Excerpts from a detection dataset
════

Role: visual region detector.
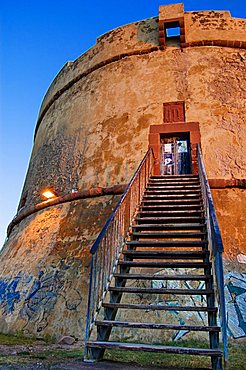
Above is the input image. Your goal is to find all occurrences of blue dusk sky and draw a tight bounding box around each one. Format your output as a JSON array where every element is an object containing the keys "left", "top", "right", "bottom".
[{"left": 0, "top": 0, "right": 246, "bottom": 248}]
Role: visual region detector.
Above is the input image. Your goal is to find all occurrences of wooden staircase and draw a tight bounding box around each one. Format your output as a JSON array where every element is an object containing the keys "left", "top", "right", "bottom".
[{"left": 86, "top": 175, "right": 222, "bottom": 370}]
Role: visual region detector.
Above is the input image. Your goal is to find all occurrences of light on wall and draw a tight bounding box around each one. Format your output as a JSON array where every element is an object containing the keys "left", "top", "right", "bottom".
[{"left": 42, "top": 190, "right": 56, "bottom": 199}]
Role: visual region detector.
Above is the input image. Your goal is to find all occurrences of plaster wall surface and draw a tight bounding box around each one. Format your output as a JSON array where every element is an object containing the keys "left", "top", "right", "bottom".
[{"left": 23, "top": 47, "right": 246, "bottom": 210}]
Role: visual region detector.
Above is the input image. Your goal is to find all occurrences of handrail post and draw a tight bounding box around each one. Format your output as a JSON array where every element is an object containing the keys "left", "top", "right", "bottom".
[
  {"left": 197, "top": 144, "right": 228, "bottom": 369},
  {"left": 84, "top": 148, "right": 153, "bottom": 361}
]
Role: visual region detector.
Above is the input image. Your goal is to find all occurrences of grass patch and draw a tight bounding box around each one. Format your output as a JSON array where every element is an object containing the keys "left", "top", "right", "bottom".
[{"left": 104, "top": 340, "right": 246, "bottom": 370}]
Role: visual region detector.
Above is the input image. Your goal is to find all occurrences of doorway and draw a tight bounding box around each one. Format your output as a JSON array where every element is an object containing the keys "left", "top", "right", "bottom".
[{"left": 160, "top": 132, "right": 192, "bottom": 175}]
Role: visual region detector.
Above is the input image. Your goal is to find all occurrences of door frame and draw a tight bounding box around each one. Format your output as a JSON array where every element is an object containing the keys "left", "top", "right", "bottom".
[{"left": 149, "top": 122, "right": 201, "bottom": 176}]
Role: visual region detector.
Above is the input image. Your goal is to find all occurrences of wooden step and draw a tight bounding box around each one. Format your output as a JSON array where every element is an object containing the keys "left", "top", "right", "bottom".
[
  {"left": 143, "top": 192, "right": 201, "bottom": 200},
  {"left": 140, "top": 201, "right": 203, "bottom": 212},
  {"left": 132, "top": 223, "right": 206, "bottom": 232},
  {"left": 131, "top": 231, "right": 207, "bottom": 239},
  {"left": 109, "top": 286, "right": 213, "bottom": 295},
  {"left": 118, "top": 261, "right": 209, "bottom": 268},
  {"left": 123, "top": 250, "right": 209, "bottom": 260},
  {"left": 142, "top": 199, "right": 203, "bottom": 205},
  {"left": 149, "top": 178, "right": 200, "bottom": 185},
  {"left": 137, "top": 209, "right": 203, "bottom": 217},
  {"left": 126, "top": 240, "right": 208, "bottom": 248},
  {"left": 95, "top": 320, "right": 220, "bottom": 332},
  {"left": 113, "top": 273, "right": 212, "bottom": 281},
  {"left": 150, "top": 173, "right": 199, "bottom": 180},
  {"left": 135, "top": 216, "right": 205, "bottom": 224},
  {"left": 102, "top": 303, "right": 218, "bottom": 313},
  {"left": 87, "top": 341, "right": 222, "bottom": 357}
]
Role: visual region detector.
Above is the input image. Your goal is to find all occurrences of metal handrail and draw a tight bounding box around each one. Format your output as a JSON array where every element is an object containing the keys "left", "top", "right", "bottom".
[
  {"left": 85, "top": 148, "right": 154, "bottom": 354},
  {"left": 197, "top": 144, "right": 228, "bottom": 368}
]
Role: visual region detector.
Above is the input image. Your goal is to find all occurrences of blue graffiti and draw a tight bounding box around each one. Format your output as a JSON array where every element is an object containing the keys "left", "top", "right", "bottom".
[
  {"left": 226, "top": 273, "right": 246, "bottom": 338},
  {"left": 0, "top": 276, "right": 21, "bottom": 313}
]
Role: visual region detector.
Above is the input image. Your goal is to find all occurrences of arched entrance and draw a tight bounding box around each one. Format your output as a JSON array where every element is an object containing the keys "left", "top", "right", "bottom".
[{"left": 149, "top": 122, "right": 201, "bottom": 175}]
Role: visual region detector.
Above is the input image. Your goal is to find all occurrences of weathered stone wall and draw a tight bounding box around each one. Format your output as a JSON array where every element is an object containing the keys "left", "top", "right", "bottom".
[
  {"left": 0, "top": 5, "right": 246, "bottom": 337},
  {"left": 0, "top": 196, "right": 119, "bottom": 339},
  {"left": 23, "top": 43, "right": 246, "bottom": 210}
]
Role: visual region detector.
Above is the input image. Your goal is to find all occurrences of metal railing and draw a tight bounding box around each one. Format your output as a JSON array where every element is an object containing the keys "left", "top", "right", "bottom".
[
  {"left": 85, "top": 148, "right": 154, "bottom": 353},
  {"left": 197, "top": 145, "right": 228, "bottom": 368}
]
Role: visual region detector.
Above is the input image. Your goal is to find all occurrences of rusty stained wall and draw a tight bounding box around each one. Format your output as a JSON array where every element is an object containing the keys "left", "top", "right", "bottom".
[
  {"left": 23, "top": 47, "right": 246, "bottom": 210},
  {"left": 0, "top": 196, "right": 119, "bottom": 338},
  {"left": 0, "top": 6, "right": 246, "bottom": 337}
]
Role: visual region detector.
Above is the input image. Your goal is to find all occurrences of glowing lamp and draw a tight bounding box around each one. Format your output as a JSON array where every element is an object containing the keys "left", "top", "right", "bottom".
[{"left": 42, "top": 190, "right": 56, "bottom": 199}]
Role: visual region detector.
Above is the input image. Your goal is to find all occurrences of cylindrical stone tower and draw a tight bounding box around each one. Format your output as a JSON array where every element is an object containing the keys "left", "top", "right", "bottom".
[{"left": 0, "top": 4, "right": 246, "bottom": 338}]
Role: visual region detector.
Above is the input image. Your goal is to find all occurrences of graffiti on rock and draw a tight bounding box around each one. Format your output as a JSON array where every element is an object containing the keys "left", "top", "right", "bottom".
[
  {"left": 225, "top": 272, "right": 246, "bottom": 339},
  {"left": 0, "top": 262, "right": 82, "bottom": 332}
]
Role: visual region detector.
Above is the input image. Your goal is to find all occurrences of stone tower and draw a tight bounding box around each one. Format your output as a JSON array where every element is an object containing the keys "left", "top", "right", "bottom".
[{"left": 0, "top": 4, "right": 246, "bottom": 338}]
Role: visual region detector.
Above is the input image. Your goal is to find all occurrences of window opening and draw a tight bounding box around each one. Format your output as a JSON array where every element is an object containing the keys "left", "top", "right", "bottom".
[{"left": 164, "top": 22, "right": 181, "bottom": 46}]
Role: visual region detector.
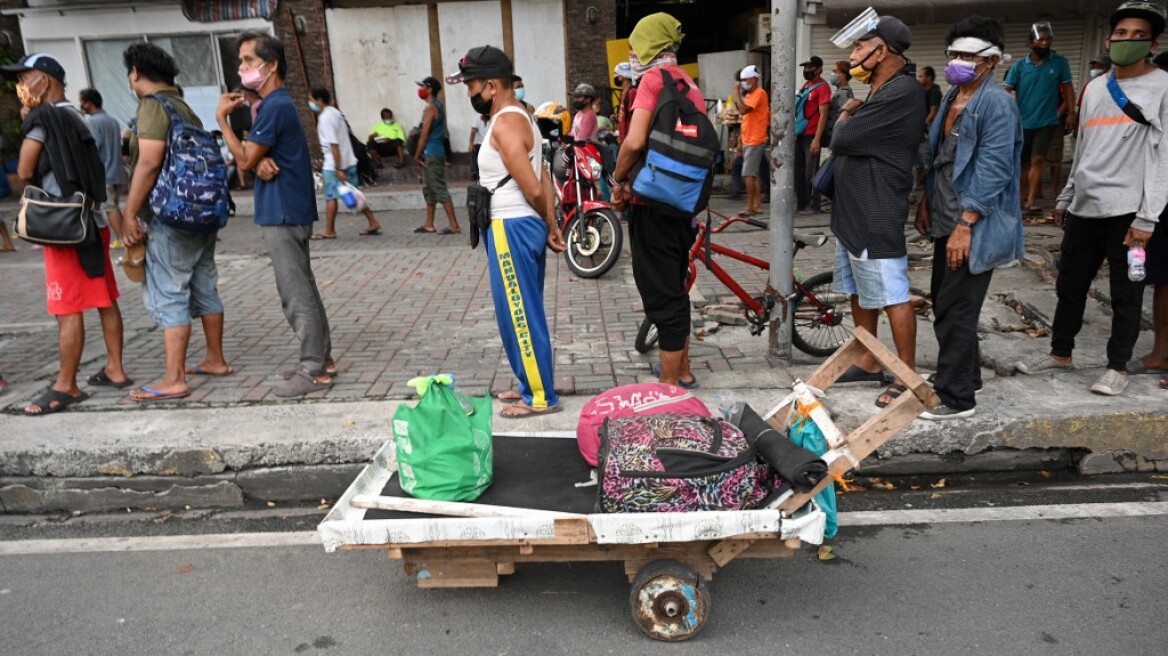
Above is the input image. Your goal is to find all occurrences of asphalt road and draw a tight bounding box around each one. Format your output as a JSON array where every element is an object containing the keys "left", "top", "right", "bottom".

════

Written instruction: Please tally the lines of the rows above that contain the string "blue", treating case as significant. Give only the number.

The response: 2